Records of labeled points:

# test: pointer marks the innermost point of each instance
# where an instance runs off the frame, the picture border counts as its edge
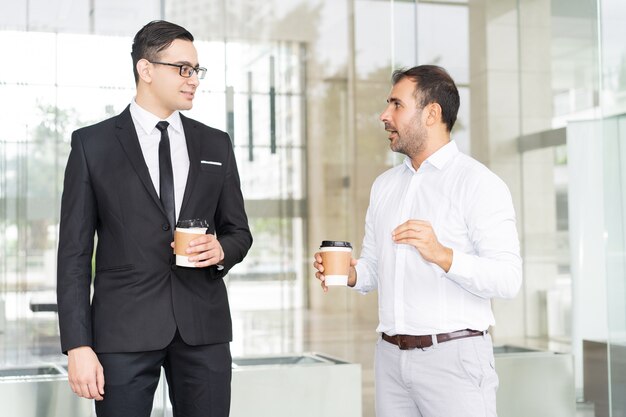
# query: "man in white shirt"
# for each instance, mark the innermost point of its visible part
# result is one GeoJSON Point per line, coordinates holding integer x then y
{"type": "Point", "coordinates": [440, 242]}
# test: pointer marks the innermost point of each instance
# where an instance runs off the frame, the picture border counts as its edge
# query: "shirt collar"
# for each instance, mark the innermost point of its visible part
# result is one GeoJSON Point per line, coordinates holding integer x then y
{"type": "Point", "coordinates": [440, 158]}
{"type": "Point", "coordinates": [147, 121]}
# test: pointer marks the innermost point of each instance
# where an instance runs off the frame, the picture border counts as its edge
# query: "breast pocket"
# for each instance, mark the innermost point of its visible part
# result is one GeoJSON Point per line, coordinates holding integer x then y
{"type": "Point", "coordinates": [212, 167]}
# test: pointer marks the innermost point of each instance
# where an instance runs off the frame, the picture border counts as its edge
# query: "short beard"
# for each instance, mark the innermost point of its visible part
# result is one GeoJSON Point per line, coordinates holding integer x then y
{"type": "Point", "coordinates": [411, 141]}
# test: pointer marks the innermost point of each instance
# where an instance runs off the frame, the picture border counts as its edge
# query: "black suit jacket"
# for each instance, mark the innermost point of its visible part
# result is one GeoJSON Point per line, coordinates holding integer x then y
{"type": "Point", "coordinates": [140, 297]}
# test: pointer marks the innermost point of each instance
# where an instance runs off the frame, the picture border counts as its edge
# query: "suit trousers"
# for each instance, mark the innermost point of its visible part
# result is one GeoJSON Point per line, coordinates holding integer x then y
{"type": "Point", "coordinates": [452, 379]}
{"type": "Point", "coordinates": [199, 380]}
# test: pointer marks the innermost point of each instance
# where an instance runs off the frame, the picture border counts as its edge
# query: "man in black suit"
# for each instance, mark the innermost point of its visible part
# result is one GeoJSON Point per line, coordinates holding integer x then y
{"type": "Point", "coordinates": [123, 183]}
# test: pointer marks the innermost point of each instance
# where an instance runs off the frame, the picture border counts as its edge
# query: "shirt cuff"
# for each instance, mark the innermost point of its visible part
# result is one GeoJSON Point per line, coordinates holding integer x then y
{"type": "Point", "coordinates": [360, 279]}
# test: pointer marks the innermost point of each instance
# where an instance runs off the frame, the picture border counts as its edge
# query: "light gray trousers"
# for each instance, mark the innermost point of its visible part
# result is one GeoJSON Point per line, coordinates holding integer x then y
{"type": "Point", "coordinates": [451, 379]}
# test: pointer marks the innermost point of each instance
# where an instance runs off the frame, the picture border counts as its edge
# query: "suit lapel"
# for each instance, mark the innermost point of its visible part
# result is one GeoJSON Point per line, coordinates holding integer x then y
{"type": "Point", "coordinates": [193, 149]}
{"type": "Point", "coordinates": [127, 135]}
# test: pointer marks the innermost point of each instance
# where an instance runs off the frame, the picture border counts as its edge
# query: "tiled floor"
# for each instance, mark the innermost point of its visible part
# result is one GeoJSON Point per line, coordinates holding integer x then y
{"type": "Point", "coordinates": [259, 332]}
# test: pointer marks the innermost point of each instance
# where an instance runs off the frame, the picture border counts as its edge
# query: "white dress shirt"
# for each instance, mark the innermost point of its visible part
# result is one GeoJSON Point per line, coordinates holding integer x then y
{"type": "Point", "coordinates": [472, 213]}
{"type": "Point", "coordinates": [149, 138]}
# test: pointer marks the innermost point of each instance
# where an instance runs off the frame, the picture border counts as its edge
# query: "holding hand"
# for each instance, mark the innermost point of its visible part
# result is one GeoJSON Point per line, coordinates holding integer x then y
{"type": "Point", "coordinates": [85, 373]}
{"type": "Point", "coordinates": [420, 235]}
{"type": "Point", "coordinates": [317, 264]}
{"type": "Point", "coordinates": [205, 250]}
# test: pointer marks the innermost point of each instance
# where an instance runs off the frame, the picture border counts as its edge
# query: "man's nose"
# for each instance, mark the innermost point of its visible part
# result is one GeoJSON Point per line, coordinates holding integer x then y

● **EXERCISE**: Write out the listing word for word, omitting the pictures it holds.

● **OUTPUT FOR THIS TASK**:
# test: pointer marks the innermost point of each instance
# where an instance runs off the frame, the picture border counts as its edge
# query: "man in white shirt"
# for each instance, mark the innermost point of its visible part
# result is one GeoJSON Point per line, coordinates holding integer x then y
{"type": "Point", "coordinates": [440, 242]}
# test: pointer marks the innermost point of each instance
# where an instance runs off the frame, the picture border counts as its edge
# query: "shirt collar"
# for each instance, mark the innermost point of its visible part
# result is one GeoJSON Point per line, coordinates holding integer x then y
{"type": "Point", "coordinates": [440, 158]}
{"type": "Point", "coordinates": [147, 121]}
# test: pointer marks the innermost point of each instance
# where an instance runs off the frame, the picture border counts as its edge
# query: "breast pocket"
# for each instance, mark the innermost point of its visible part
# result is one GeoJSON Point per line, coordinates holding integer x then y
{"type": "Point", "coordinates": [212, 167]}
# test: pointer marks the innermost point of each instance
# where an instance runs off the frame, the picture border counts as its edge
# query: "short beard"
# for each instance, mark the innermost point of its visible part
# result is one GeoJSON Point per line, coordinates holding integer x then y
{"type": "Point", "coordinates": [411, 141]}
# test: pointer marks the innermost point of each instance
# where an instance runs off the frame, the picture border counts as its edge
# query: "black suit jacket"
# for each instance, mark the innermost point of its visible part
# result is one GeoJSON Point per line, coordinates holding integer x then y
{"type": "Point", "coordinates": [140, 297]}
# test: pointer marks the innermost point of each instance
# where an instance runs off the frame, the picture border counts as its edge
# query: "suit trousers"
# for each instance, mark the innermost point of its visible part
# result is one GeoJSON Point per line, coordinates holding integer x then y
{"type": "Point", "coordinates": [452, 379]}
{"type": "Point", "coordinates": [199, 380]}
# test: pointer marks the innermost point of each instance
# where an instance runs off the frame, the picture border counts as its edge
# query: "man in black suit"
# for each instance, mark the innermost point of its visible part
# result is one GeoJSON Point per line, coordinates holding integer x then y
{"type": "Point", "coordinates": [123, 183]}
# test: pointer marks the innermost point of each instance
# where an instance runs off the frame, the picture border counts as its edge
# query: "shirt cuff"
# for each instance, mark the innermost point of its visible part
# result is one GeoJSON Point per line, coordinates holding integer x then y
{"type": "Point", "coordinates": [360, 279]}
# test: pointer marks the innermost point of each instance
# where an instance runs off the frame, the picture border counts as its edge
# query: "light gray trousers"
# for each instance, mark the innermost point of its visible part
# result is one GeoJSON Point per line, coordinates holding integer x then y
{"type": "Point", "coordinates": [451, 379]}
# test: pointer marks the innermost point of each instance
# where an instance runs off the frame, the picture border counts as its edge
# query: "suit lapel"
# for each instance, mark the innermost point of its visible part
# result is one GeoJSON Point per line, coordinates holding integer x then y
{"type": "Point", "coordinates": [193, 149]}
{"type": "Point", "coordinates": [127, 135]}
# test: pointer marks the innermost point of each instance
# where an instance runs off the frame, the picture border counts as its edge
# query: "tiled floor"
# for each instance, mark the innermost point of its visible part
# result is one GeoJSON Point per line, coordinates holding integer x then y
{"type": "Point", "coordinates": [259, 332]}
# test: pointer marks the innermost point of each instance
# where an instance runs off the frame, the picture border counts as its edge
# query: "white dress shirt"
# for each instance, mark the innermost point of its visible part
# result is one GeoJSON Point per line, coordinates holding integer x then y
{"type": "Point", "coordinates": [472, 213]}
{"type": "Point", "coordinates": [149, 138]}
# test: pointer marks the innermost point of each instance
# where an instance runs off the frame, the picture border counts as its edge
# query: "holding hand"
# for each instance, mark the innermost point of its visible part
# result is one GeoJSON Point per line, coordinates holding integer x then y
{"type": "Point", "coordinates": [85, 373]}
{"type": "Point", "coordinates": [420, 235]}
{"type": "Point", "coordinates": [317, 264]}
{"type": "Point", "coordinates": [205, 250]}
# test: pointer marks the innermost point of each instance
# where an instance runs off the frame, the picture border counts as its edge
# query: "man's nose"
# for each instance, mark the innermost point of its visible part
# result is one GeoJSON Point per line, coordinates holding integer x then y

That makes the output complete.